=== EXERCISE INPUTS ===

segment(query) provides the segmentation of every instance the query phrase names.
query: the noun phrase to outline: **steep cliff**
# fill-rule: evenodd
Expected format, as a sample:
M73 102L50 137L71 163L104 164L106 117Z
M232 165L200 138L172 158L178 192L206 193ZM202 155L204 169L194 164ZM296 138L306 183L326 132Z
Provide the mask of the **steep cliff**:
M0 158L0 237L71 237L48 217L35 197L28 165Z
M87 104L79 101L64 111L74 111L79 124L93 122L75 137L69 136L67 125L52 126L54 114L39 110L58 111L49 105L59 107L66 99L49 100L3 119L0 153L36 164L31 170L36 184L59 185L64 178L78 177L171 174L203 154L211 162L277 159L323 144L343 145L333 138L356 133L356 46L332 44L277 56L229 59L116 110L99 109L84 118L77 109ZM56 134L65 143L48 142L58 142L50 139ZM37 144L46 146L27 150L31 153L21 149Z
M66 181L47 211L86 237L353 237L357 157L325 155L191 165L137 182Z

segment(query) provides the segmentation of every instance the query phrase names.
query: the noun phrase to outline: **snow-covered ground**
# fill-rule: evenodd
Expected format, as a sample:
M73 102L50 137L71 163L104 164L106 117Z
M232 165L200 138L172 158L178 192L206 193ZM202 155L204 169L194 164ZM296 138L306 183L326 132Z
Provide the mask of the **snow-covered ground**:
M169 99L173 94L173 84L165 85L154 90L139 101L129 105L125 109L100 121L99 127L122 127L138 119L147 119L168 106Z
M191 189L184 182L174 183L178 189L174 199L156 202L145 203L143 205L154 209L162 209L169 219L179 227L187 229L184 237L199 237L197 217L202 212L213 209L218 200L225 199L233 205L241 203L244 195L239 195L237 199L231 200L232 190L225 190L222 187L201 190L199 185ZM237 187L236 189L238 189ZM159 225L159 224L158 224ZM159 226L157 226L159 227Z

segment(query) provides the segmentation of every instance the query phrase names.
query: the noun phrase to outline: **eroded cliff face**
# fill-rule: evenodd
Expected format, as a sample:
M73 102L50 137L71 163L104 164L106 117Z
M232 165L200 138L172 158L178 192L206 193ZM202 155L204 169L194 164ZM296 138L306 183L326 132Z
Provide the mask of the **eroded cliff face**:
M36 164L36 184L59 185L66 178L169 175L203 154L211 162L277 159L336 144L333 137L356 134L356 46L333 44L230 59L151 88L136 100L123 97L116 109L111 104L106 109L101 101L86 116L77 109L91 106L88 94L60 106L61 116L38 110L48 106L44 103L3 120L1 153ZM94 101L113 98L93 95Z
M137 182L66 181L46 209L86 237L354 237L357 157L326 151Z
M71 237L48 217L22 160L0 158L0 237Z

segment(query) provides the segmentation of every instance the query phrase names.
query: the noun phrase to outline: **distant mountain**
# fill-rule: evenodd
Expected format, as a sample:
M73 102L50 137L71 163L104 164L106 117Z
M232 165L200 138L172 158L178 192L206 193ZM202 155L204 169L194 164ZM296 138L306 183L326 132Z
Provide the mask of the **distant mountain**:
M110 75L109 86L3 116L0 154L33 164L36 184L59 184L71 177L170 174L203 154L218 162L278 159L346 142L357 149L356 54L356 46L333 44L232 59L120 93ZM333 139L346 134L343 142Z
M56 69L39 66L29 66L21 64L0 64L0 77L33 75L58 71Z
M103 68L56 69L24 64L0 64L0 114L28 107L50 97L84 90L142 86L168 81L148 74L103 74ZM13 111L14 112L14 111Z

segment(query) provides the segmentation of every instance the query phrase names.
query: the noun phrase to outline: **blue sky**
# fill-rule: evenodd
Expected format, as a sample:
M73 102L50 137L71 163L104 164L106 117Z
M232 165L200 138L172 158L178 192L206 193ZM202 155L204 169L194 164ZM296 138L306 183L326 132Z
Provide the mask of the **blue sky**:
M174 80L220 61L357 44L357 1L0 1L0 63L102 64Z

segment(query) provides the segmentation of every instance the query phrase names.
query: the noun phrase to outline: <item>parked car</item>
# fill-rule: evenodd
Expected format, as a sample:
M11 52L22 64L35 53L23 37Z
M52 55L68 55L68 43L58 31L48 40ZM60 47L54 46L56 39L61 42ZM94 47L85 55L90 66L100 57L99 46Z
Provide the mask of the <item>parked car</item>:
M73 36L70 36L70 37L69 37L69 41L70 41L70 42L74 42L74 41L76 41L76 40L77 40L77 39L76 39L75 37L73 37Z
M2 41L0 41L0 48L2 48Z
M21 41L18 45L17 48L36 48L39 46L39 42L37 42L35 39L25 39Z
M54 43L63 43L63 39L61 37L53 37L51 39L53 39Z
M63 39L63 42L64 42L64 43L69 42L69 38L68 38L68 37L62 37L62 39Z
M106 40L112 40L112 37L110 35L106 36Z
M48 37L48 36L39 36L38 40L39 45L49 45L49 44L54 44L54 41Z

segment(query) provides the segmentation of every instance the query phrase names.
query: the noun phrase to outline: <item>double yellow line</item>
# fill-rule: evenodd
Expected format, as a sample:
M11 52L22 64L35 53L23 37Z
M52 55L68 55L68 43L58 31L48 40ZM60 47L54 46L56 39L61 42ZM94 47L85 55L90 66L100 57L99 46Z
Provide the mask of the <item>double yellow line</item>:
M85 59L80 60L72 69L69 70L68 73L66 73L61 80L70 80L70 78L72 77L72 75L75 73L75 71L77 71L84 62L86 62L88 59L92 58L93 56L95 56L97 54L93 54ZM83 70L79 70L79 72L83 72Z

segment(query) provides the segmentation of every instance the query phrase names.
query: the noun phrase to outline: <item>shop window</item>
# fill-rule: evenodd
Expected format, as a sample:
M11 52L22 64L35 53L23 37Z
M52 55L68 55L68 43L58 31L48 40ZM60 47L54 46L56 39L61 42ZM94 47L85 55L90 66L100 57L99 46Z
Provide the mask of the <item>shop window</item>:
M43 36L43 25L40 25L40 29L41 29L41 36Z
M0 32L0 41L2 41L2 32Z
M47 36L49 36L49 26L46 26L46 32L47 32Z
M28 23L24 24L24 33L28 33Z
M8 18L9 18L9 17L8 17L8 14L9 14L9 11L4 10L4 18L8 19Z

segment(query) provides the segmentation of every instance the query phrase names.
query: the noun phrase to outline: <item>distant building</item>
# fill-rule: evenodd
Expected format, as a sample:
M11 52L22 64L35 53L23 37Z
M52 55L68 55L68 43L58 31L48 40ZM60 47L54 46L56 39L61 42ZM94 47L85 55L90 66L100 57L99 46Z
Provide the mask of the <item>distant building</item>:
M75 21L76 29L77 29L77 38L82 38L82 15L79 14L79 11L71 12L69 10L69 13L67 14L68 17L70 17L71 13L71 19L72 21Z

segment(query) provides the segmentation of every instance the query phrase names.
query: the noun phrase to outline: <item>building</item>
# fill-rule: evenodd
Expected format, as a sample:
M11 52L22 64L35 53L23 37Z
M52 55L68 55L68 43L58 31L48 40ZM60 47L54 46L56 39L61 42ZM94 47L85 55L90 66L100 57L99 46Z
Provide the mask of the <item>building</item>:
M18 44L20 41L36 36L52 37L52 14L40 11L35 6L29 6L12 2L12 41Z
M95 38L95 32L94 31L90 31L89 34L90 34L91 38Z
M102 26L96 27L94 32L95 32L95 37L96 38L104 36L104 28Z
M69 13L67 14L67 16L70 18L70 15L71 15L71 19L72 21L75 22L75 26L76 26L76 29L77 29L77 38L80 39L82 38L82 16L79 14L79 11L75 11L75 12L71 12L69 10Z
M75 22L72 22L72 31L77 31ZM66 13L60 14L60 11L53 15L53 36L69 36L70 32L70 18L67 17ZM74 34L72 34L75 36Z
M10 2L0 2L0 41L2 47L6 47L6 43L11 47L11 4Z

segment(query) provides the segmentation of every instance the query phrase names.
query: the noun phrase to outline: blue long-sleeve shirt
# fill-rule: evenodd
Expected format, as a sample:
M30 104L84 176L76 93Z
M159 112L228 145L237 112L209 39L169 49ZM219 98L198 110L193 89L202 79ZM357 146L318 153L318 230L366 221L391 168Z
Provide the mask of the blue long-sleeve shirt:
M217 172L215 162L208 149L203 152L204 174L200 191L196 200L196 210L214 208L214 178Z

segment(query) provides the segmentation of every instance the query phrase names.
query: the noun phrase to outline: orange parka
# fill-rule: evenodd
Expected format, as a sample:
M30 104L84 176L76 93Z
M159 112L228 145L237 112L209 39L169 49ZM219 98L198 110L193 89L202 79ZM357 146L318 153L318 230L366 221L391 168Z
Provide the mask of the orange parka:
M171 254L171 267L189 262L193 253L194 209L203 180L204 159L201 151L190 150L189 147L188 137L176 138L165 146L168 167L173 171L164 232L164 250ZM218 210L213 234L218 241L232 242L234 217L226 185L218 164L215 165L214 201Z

===

REQUIREMENTS:
Copy out the entries word for word, from the very start through the line containing "M87 104L79 101L64", including both ends.

ANSWER:
segment(query) provides the segmentation of every instance the query phrase names.
query: the noun phrase to outline: **steep cliff**
# fill-rule: evenodd
Expected format, as a sample:
M73 102L50 137L71 163L104 164L106 117Z
M232 165L200 138L172 158L178 192L206 193ZM202 155L204 169L194 164ZM296 138L306 183L326 132Z
Provide the mask of the **steep cliff**:
M0 158L0 237L71 237L48 217L35 197L28 165Z
M87 104L79 101L64 111L74 111L79 124L93 122L75 137L69 136L67 125L52 126L54 114L39 110L58 111L49 105L59 107L66 99L49 100L3 119L0 153L36 164L31 170L36 184L59 185L64 178L78 177L171 174L203 154L211 162L277 159L323 144L343 145L333 138L356 133L356 46L332 44L277 56L229 59L116 110L99 109L84 118L77 109ZM56 134L65 143L48 142L58 142L50 139ZM37 144L46 146L27 150L31 153L21 149Z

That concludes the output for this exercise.